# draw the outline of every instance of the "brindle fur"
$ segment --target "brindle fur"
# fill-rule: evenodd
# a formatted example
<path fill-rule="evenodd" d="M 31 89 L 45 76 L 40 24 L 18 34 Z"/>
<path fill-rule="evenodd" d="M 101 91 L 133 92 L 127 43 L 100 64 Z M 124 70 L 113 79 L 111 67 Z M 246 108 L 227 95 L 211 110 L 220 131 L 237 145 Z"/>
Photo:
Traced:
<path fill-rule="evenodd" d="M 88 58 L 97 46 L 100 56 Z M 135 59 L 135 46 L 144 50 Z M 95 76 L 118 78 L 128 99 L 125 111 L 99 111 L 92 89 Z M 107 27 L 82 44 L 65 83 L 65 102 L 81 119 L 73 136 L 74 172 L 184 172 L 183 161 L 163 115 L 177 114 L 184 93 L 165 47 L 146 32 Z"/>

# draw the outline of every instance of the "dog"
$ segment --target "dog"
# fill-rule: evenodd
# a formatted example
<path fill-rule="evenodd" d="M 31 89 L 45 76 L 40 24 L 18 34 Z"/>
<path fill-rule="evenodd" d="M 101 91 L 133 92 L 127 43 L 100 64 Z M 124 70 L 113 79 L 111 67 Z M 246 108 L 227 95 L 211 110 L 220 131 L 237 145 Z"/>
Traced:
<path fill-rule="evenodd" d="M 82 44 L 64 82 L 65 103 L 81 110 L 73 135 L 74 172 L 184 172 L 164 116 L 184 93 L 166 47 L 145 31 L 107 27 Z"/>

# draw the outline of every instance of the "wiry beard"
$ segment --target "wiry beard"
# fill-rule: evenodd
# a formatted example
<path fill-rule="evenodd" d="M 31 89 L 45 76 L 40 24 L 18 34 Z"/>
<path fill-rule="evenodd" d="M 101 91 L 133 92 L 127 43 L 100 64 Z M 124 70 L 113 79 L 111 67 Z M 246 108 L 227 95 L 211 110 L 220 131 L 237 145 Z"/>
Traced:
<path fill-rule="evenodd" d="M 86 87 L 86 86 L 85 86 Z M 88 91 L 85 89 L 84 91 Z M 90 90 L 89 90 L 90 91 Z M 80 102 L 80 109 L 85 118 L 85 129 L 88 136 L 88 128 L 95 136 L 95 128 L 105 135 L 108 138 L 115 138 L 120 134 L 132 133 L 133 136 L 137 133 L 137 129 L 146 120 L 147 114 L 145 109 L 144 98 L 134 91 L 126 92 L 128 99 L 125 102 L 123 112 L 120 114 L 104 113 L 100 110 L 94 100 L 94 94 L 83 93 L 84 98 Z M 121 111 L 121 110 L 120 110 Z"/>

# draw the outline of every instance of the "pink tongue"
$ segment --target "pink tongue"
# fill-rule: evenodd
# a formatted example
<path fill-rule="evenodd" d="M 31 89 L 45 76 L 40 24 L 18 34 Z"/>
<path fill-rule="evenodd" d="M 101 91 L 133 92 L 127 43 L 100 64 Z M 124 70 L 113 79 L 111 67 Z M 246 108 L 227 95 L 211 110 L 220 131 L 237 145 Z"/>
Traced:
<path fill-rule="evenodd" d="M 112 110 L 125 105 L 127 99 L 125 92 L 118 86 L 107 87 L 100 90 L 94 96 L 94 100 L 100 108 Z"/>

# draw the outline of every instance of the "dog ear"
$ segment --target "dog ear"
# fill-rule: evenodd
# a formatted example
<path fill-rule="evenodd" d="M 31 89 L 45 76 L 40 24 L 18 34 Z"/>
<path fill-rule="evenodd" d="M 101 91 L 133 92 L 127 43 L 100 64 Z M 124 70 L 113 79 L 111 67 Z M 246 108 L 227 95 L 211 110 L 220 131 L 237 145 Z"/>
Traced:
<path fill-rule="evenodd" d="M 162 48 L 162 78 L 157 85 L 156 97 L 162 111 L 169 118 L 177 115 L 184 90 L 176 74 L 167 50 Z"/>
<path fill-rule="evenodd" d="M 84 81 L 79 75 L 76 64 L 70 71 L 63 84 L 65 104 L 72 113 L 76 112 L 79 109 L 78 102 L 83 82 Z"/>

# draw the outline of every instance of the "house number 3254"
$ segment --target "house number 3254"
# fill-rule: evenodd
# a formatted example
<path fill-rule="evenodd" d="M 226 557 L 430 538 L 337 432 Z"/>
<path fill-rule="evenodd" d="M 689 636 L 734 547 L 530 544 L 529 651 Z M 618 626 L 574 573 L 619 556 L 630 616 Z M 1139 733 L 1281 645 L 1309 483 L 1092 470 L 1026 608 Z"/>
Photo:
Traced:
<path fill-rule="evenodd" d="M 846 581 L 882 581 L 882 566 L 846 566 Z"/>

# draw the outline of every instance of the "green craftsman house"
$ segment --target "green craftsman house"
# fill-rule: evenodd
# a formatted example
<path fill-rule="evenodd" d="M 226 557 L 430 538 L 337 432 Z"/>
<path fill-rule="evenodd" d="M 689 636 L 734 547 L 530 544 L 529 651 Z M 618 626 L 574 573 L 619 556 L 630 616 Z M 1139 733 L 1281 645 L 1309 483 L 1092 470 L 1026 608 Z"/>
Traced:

Exercise goal: Reproduce all of the records above, swapping in "a sample path" for every occurrence of "a formatted example" and keeping everything else the same.

Task answer:
# draw the outline of every instance of the "brindle fur"
$ segment --target "brindle fur"
# fill-rule: evenodd
# a sample path
<path fill-rule="evenodd" d="M 31 89 L 45 76 L 40 24 L 18 34 Z"/>
<path fill-rule="evenodd" d="M 101 91 L 133 92 L 127 43 L 100 64 Z M 124 70 L 113 79 L 111 67 Z M 246 108 L 227 95 L 211 110 L 220 131 L 237 145 Z"/>
Photo:
Traced:
<path fill-rule="evenodd" d="M 88 58 L 97 46 L 100 56 Z M 135 59 L 135 46 L 144 50 Z M 95 76 L 118 78 L 128 99 L 125 111 L 99 111 L 92 89 Z M 107 27 L 82 44 L 65 83 L 65 102 L 81 119 L 73 136 L 74 172 L 184 172 L 183 161 L 163 115 L 177 114 L 184 93 L 165 47 L 146 32 Z"/>

# draw the outline of every instance of the "dog"
$ segment --target "dog"
# fill-rule: evenodd
# a sample path
<path fill-rule="evenodd" d="M 31 89 L 45 76 L 40 24 L 18 34 Z"/>
<path fill-rule="evenodd" d="M 101 91 L 133 92 L 127 43 L 100 64 Z M 124 70 L 113 79 L 111 67 Z M 246 108 L 227 95 L 211 110 L 220 131 L 237 145 Z"/>
Traced:
<path fill-rule="evenodd" d="M 82 44 L 64 82 L 65 103 L 81 110 L 73 135 L 74 172 L 184 172 L 164 116 L 184 93 L 166 47 L 145 31 L 107 27 Z"/>

# draw the outline of every instance of the "wiry beard"
$ segment --target "wiry beard"
# fill-rule: evenodd
# a sample path
<path fill-rule="evenodd" d="M 31 89 L 45 76 L 40 24 L 18 34 Z"/>
<path fill-rule="evenodd" d="M 101 91 L 133 92 L 127 43 L 100 64 Z M 124 70 L 113 79 L 111 67 Z M 246 108 L 227 95 L 211 110 L 220 131 L 237 145 Z"/>
Traced:
<path fill-rule="evenodd" d="M 86 87 L 86 86 L 85 86 Z M 88 91 L 85 89 L 84 91 Z M 90 90 L 89 90 L 90 91 Z M 80 102 L 80 109 L 85 118 L 85 129 L 88 136 L 88 128 L 95 136 L 95 128 L 105 135 L 108 138 L 115 138 L 120 134 L 132 133 L 133 136 L 137 133 L 137 129 L 146 120 L 147 114 L 145 109 L 144 98 L 134 91 L 126 92 L 128 99 L 125 102 L 123 112 L 120 114 L 104 113 L 100 110 L 94 100 L 94 94 L 83 93 L 84 98 Z M 121 111 L 121 110 L 120 110 Z"/>

# draw the outline of every instance of the "pink tongue"
$ segment --target "pink tongue"
# fill-rule: evenodd
# a sample path
<path fill-rule="evenodd" d="M 31 89 L 45 76 L 40 24 L 18 34 Z"/>
<path fill-rule="evenodd" d="M 101 91 L 133 92 L 127 43 L 100 64 Z M 124 70 L 113 79 L 111 67 Z M 246 108 L 227 95 L 211 110 L 220 131 L 237 145 Z"/>
Traced:
<path fill-rule="evenodd" d="M 112 110 L 125 105 L 127 99 L 125 92 L 118 86 L 107 87 L 100 90 L 94 96 L 94 100 L 100 108 Z"/>

# draw the outline of every instance of the "dog ear"
$ segment --target "dog ear"
# fill-rule: evenodd
# a sample path
<path fill-rule="evenodd" d="M 31 89 L 45 76 L 40 24 L 18 34 Z"/>
<path fill-rule="evenodd" d="M 101 91 L 133 92 L 127 43 L 100 64 Z M 124 70 L 113 79 L 111 67 Z M 246 108 L 227 95 L 211 110 L 220 131 L 237 145 Z"/>
Traced:
<path fill-rule="evenodd" d="M 162 48 L 162 78 L 157 85 L 156 97 L 162 111 L 169 118 L 177 115 L 184 90 L 176 74 L 167 50 Z"/>
<path fill-rule="evenodd" d="M 84 81 L 79 75 L 76 64 L 70 71 L 63 84 L 65 104 L 72 113 L 76 112 L 79 109 L 78 102 L 83 82 Z"/>

# draw the outline of every instance of the "house number 3254"
$ segment --target "house number 3254"
# fill-rule: evenodd
# a sample path
<path fill-rule="evenodd" d="M 226 557 L 430 538 L 337 432 Z"/>
<path fill-rule="evenodd" d="M 689 636 L 734 547 L 530 544 L 529 651 Z M 618 626 L 574 573 L 619 556 L 630 616 Z M 1139 733 L 1281 645 L 1309 483 L 1092 470 L 1026 608 Z"/>
Photo:
Traced:
<path fill-rule="evenodd" d="M 846 581 L 882 581 L 882 566 L 846 566 Z"/>

# draw the outline of every instance of the "green craftsman house"
$ segment --target "green craftsman house"
# fill-rule: evenodd
# a sample path
<path fill-rule="evenodd" d="M 226 557 L 430 538 L 337 432 Z"/>
<path fill-rule="evenodd" d="M 689 636 L 734 547 L 530 544 L 529 651 Z M 618 626 L 574 573 L 619 556 L 630 616 Z M 1139 733 L 1281 645 L 1309 483 L 1092 470 L 1026 608 Z"/>
Traced:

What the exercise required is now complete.